INSTRUCTION 1 » Which club does the rugby league article list as premiers?

SELECTED PASSAGE »
-- begin --

Cronulla-Sutherland District Rugby Football League
- Sport: Rugby league
- Instituted: 1964
- Number of teams: 16 (11 senior)
- Region: Sutherland Shire, Sydney (New South Wales Rugby League)
- Premiers: St Joseph’s JRLFC (2023)
- Related competition: Sydney Combined Competition

= Cronulla-Sutherland District Rugby Football League =

Australian sporting competition

The Cronulla-Sutherland District Rugby Football League (Cronulla-Sutherland District Junior Rugby Football League in the case of junior football) is an amateur competition for rugby league clubs in and around the Sutherland Shire district of Sydney, New South Wales, Australia.

The Cronulla-Sutherland District Rugby Football League was formed in the early 1950s following the formation of several new Sutherland Shire based clubs and the arrangement of a committee that would eventually become the CSDRFL. All Shire based clubs had previously played in several Inter-District matches throughout the year but with the formation of a localised Sutherland league these were no longer deemed necessary.

The Cronulla-Sutherland Junior District Rugby Football League was formed in 1963 after a general meeting among several of the already established junior clubs whom decided it would be beneficial to form and arrange an annual competition amongst themselves and other teams in the Sutherland Shire.

Since its inception several new teams have gradually joined the association where the team numbers now stand at a total of sixteen clubs.

-- end --

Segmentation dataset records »
-- begin --

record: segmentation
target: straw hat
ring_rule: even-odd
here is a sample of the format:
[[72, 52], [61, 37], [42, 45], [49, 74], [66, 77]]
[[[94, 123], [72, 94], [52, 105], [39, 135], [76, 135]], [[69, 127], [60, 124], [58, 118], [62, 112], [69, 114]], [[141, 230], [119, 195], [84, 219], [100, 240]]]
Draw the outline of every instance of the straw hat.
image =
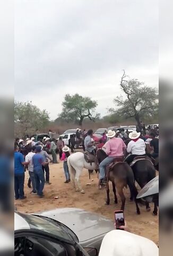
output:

-- end --

INSTRUCTION 2 » Rewrite the segmentation entries with "straw hat" changed to "sun hat" and everything else left the same. Leave the pictures out.

OUTPUT 1 » St Joseph’s JRLFC (2023)

OUTPUT 2 »
record: segmentation
target: sun hat
ring_rule: even-odd
here is a sample of the format:
[[72, 52], [61, 37], [42, 45], [49, 74], [66, 77]]
[[[94, 123], [72, 94], [52, 105], [39, 135], [76, 135]], [[69, 127], [60, 124], [58, 118], [62, 112], [69, 114]], [[141, 230], [119, 195], [84, 219], [100, 240]]]
Draw the outline of every instance of the sun hat.
image =
output:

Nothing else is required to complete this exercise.